* _WYMAGANIA ZADAŃ_:
a) Streść wpis o lekturach w dwóch zdaniach.
b) Przepisz z wpisu o lekturach fragment zaczynający się od słów „Byłam służącą w” i kończący na „zachować w głowie.”, wstawiając „Kataru” w miejsce „Kuwejtu”.

* _TEKST ĆWICZENIA_:
---

06 października

3 książki, które warto przeczytać w październiku i 2, które można

Wrzesień zdecydowanie nie obfitował w czas i nastrój na lekturę. Efekt? Przeczytałam zaledwie 5 książek. Wśród nich znalazły się 3, które polecam i 2, które raczej niekoniecznie. Jesteście ciekawi, jakie to tytuły? Czytajcie dalej.



Jak zostać mistrzem marketingu czyli o zasadach, dzięki którym dzwoni kasa

Jeffrey J. Fox
Niezwykle szarlatańska książka (ta dzwoniąca kasa dzyń-dzyń i Hymn marketingowca...), z której mimo to można wyłuskać parę istotnych spostrzeżeń. Tylko dla ludzi obytych z marketingiem i zdających sobie sprawę, że to dość zwariowane środowisko. Ludzie z zewnątrz mogą przy tej lekturze doznać szoku i już się z niego nie otrząsnąć.




Prankvertising i immersive branding: emocje na usługach marketingu wirusowego

Ewelina Masiarz
Książka napisana w stylu pracy magisterskiej, czego nie lubię. Dużo skomplikowanych teorii opisanych w nieludzki sposób. Warto jednak to znieść dla ciekawostek ze świata reklamy i internetu oraz opisów viralowych kampanii znanych marek takich jak LG, Coca-Cola czy też Nivea.

Jak być ogierem do końca życia

Hanna Bakuła
Może i trafne, a nawet zabawne obserwacje na temat związków, facetów i całej reszty, ale jakoś mnie nie urzekły. Zbyt chaotyczne. Raczej nie warto czytać 120 stron dla kilku śmiesznych sformułowań (np. spodnie z gatunku "chłop stoi, gacie klęczą"...) No chyba, że bardzo chcecie.

Jak być kobietą zadbaną finansowo?

Małgorzata Bladowska-Wrzodak
Typowa dla wydawnictwa Złote Myśli publikacja. Temat faktycznie niechętnie poruszany przez kobiety, ale... jeśli mają go poruszać w taki sposób, to może lepiej niech tego nie robią. Zbiór banałów.


Byłam służącą w arabskich pałacach

Laila Shukri
Historia młodej dziewczyny z indyjskiej wioski, którą bieda "wypchnęła" na służbę do Kuwejtu. Wstrząsający obraz. Leniwe i puszczalskie Kuwejtki. Gotowa na każde skinienie, śpiąca po 3 godziny służba. Niespodziewany najazd wojsk irackich. Do tego gwałty, wtórna wiktymizacja ofiar i niechciane małżeństwa aranżowane przez krewnych. Wyjątkowo trudna lektura, pełna okrucieństw, ale z happy endem. Koniecznie musicie przeczytać i zachować w głowie.

A Wy co dobrego przeczytaliście ostatnio? I jakie lektury macie w planach? Podzielcie się ze mną i zainspirujcie mnie trochę!

---

* _DOSTARCZONE DANE_:
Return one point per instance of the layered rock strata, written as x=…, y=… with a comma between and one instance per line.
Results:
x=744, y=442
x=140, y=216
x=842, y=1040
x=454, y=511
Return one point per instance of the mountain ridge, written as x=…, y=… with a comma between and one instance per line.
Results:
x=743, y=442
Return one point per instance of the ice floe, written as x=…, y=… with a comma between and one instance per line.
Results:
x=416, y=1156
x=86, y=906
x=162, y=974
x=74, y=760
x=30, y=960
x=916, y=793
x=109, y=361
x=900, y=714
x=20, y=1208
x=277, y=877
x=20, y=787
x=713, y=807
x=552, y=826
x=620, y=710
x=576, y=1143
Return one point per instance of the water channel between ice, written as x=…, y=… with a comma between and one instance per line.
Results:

---

* _ODPOWIEDZI DO ZADAŃ_:
a) Autorka przeczytała we wrześniu zaledwie 5 książek, spośród których 3 poleca, a 2 raczej niekoniecznie. Najgoręcej zachęca do lektury „Byłam służącą w arabskich pałacach” Laili Shukri, wstrząsającej, pełnej okrucieństw historii młodej dziewczyny z indyjskiej wioski, którą bieda wypchnęła na służbę do Kuwejtu, zakończonej jednak happy endem.

b)
Byłam służącą w arabskich pałacach

Laila Shukri
Historia młodej dziewczyny z indyjskiej wioski, którą bieda "wypchnęła" na służbę do Kataru. Wstrząsający obraz. Leniwe i puszczalskie Kuwejtki. Gotowa na każde skinienie, śpiąca po 3 godziny służba. Niespodziewany najazd wojsk irackich. Do tego gwałty, wtórna wiktymizacja ofiar i niechciane małżeństwa aranżowane przez krewnych. Wyjątkowo trudna lektura, pełna okrucieństw, ale z happy endem. Koniecznie musicie przeczytać i zachować w głowie.